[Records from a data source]
#####
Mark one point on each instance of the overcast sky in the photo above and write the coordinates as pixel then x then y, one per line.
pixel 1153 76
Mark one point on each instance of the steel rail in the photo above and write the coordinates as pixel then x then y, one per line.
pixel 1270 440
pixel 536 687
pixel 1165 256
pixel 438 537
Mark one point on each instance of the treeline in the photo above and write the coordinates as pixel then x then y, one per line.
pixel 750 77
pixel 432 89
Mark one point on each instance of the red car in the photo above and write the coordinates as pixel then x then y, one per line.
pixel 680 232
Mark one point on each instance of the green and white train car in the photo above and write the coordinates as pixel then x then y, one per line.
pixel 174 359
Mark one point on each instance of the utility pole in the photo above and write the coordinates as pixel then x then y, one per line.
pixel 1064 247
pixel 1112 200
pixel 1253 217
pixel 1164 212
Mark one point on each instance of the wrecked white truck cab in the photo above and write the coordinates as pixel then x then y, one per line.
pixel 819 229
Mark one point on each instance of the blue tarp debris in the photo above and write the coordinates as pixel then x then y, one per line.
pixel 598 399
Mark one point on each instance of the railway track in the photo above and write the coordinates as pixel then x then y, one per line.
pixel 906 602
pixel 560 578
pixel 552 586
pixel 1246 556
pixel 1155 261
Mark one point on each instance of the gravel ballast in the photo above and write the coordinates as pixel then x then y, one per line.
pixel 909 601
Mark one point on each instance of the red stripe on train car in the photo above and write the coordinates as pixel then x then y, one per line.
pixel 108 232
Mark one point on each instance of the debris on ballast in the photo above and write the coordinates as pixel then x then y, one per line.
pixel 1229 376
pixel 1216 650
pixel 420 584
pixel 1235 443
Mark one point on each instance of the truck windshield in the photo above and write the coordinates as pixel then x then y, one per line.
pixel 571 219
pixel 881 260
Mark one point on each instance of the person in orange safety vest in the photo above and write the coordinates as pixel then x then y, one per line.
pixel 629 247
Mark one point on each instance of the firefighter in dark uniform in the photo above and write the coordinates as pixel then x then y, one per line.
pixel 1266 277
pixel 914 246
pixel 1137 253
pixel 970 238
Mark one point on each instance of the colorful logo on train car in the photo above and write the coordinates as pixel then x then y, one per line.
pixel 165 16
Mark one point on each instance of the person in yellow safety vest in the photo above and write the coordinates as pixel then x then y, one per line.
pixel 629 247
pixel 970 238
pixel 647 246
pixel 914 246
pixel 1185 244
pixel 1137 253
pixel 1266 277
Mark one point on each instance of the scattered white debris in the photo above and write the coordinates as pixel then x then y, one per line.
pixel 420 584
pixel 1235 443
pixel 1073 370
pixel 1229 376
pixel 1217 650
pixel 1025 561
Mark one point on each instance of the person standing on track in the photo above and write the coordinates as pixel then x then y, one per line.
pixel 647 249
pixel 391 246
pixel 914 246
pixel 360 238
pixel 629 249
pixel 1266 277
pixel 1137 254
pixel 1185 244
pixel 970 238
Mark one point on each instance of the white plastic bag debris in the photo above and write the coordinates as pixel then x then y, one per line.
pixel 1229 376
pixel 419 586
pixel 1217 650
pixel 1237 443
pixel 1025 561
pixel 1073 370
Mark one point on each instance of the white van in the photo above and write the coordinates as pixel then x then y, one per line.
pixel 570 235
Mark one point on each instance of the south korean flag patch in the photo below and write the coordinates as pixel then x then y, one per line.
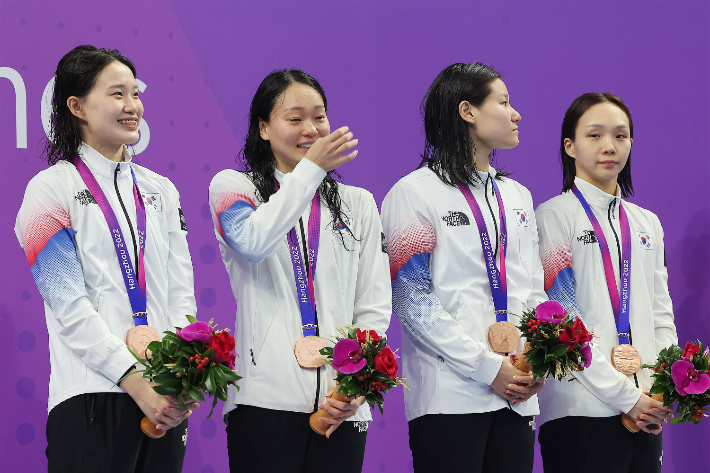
pixel 645 240
pixel 153 201
pixel 522 217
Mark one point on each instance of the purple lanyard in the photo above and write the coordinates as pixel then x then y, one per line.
#####
INSTRUCTIONS FOR THE TASK -
Line by line, transcribe the records exactly, omitting the images.

WORKED SOLUTION -
Mark one point on each instance of the overcast sky in the photo above and write the coordinates as pixel then x then y, one per line.
pixel 1153 76
Mark one point on each instance of the steel rail in the photo above and write the coordinates as pixel then x then y, one per line.
pixel 1270 440
pixel 536 687
pixel 1165 256
pixel 438 537
Mark one point on each instance of the treeline in the photo above and write the coordinates as pixel then x then y, one per line.
pixel 750 77
pixel 432 89
Mark one point on each instance of the red car in the photo above and write the coordinates as pixel then x then y, one per line.
pixel 680 232
Mark one point on each instance of the green and white train car in the photo above and write the coordinates as pixel then x then y, one per line.
pixel 174 359
Mark one point on each instance of the utility pole in the photo above and write the coordinates as pixel then x then y, one per line.
pixel 1064 247
pixel 1112 200
pixel 1253 217
pixel 1164 212
Mark one point on each instance of the wrecked white truck cab in the photo above and write the coordinates as pixel then x then y, one per line.
pixel 819 229
Mark one point on each instance of the blue tarp debris in the photo above and write the coordinates as pixel then x then y, one per line.
pixel 598 399
Mark one point on each instance of the railway track in the photo above and write the coordinates as pixel then x then y, one per line.
pixel 906 602
pixel 560 578
pixel 552 586
pixel 1246 556
pixel 1155 261
Mark one point on each instance of the gravel ballast in the photo above and write the coordinates as pixel then x then y, one per line.
pixel 909 601
Mark one point on each instance of the red stripe on train car in the photo above and write the coordinates as pixel then x then y, one per line.
pixel 108 232
Mark one point on each instance of the debris on ballast in the photo above and write the coordinates as pixel then x then y, one per line.
pixel 1229 376
pixel 1216 650
pixel 420 584
pixel 1235 443
Mark one point on each instance of the truck windshield in the photo above and write the coordinates as pixel then x then y, one per line.
pixel 571 219
pixel 881 260
Mark one point on each instance of the person in orange safety vest in the photo above and write the coordinates as pixel then x then y, one per line.
pixel 629 247
Mark one point on each instance of the firefighter in dark uniform in the photo above and write the coordinates as pixel then x then y, one per line.
pixel 1266 277
pixel 914 246
pixel 1137 253
pixel 970 238
Mark one point on each instance of the colorful logo on train car in the photo above and write the coordinates as pixel then x then y, one per line.
pixel 165 16
Mark one point on each instance of the person in yellow safety vest in the photo above and write the coordinates as pixel then x then y, one per line.
pixel 629 247
pixel 970 238
pixel 647 246
pixel 914 246
pixel 1185 244
pixel 1137 253
pixel 1266 277
Mark one point on each instance of the scattered white debris in the photo above and write the coordinates as pixel then x then y, one per line.
pixel 420 584
pixel 1235 443
pixel 1073 370
pixel 1229 376
pixel 1217 650
pixel 1025 561
Mark one point on each instance of the person standing on track in the photo above and write the coordinates as pixel then x then y, one per line.
pixel 647 249
pixel 391 246
pixel 914 246
pixel 360 238
pixel 629 249
pixel 1266 277
pixel 1137 254
pixel 1185 244
pixel 970 238
Mark one point on each instance of the white plastic bag debris in the photo above and write the coordinates as pixel then x then y, one per line.
pixel 1229 376
pixel 419 586
pixel 1217 650
pixel 1237 443
pixel 1025 561
pixel 1073 370
Mark one point on each instance of the white van in the photo above and write the coordinates as pixel then x then y, one per line.
pixel 570 235
Mark one point on each instance of the south korean flag patch in the photo below and write the coordinates as pixel then x then y, one per line.
pixel 645 240
pixel 153 201
pixel 522 217
Mark one point on each instance of the purple lanyard in the photo above and write the coordinates as pixel then x then y, one per line.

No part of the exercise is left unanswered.